GIVEN RECORDS:
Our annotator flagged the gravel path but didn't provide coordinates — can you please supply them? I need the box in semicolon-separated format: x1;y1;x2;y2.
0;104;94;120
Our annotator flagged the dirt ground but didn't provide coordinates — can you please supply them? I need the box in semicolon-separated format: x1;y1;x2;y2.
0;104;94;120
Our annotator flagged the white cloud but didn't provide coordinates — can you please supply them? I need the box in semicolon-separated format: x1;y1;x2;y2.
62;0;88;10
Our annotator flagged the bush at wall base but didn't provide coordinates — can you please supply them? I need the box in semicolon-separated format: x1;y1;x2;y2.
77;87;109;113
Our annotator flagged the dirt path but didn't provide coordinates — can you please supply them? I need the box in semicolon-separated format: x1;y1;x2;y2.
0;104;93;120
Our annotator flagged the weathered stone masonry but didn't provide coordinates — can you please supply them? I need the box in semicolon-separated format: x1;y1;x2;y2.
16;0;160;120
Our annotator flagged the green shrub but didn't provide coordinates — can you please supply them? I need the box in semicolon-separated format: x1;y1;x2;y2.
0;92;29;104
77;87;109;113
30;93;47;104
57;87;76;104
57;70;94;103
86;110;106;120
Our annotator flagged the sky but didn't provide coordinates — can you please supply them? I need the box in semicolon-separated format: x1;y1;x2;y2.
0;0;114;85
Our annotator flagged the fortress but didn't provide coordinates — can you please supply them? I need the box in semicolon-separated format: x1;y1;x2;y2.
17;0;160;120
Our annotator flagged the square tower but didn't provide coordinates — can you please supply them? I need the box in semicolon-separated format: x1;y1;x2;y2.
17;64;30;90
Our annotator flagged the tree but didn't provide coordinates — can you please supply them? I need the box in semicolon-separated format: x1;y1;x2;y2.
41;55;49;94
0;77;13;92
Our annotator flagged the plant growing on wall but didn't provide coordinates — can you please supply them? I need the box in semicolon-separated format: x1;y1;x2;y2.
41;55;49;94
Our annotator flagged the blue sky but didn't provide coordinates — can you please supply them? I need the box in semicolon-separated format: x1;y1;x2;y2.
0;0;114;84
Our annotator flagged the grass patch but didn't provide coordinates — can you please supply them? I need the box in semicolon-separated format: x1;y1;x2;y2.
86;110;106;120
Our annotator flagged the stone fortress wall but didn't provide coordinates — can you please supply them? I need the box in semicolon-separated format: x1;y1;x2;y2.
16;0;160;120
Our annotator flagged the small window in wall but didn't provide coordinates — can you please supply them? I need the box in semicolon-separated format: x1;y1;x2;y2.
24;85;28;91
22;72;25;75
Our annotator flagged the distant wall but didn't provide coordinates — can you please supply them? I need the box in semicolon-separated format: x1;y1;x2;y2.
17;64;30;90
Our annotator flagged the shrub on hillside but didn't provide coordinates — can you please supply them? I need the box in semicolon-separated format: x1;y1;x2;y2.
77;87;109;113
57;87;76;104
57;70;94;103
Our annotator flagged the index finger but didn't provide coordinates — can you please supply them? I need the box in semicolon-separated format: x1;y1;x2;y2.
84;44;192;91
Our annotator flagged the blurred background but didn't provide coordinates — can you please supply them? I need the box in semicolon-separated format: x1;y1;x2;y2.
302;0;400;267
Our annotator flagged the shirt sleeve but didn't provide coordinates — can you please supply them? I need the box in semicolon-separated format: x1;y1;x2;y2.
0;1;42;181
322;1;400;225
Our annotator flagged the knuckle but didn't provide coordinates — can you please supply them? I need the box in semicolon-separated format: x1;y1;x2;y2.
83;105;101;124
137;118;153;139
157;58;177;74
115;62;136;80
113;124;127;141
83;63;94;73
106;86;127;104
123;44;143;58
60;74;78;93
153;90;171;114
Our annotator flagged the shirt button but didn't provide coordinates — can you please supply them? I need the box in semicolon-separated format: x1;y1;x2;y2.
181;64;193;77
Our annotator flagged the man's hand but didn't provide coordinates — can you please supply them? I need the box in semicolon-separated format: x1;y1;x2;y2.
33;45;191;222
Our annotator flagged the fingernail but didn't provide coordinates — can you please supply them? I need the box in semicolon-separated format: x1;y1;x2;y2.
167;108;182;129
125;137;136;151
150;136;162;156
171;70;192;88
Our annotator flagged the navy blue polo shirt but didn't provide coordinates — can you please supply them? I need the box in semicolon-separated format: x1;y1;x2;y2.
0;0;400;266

TASK: Which rows above contain the word "fortress"? Pull out each of them, copied in full.

EXERCISE OUTPUT:
Our annotator flagged the fortress but didn't provide coordinates — can you please supply them? I need the box in semicolon-separated format: x1;y1;x2;y2.
Our annotator flagged the stone fortress wall but didn't provide coordinates — can you please supply them? I need the box in semicolon-separated format: x1;y1;x2;y2.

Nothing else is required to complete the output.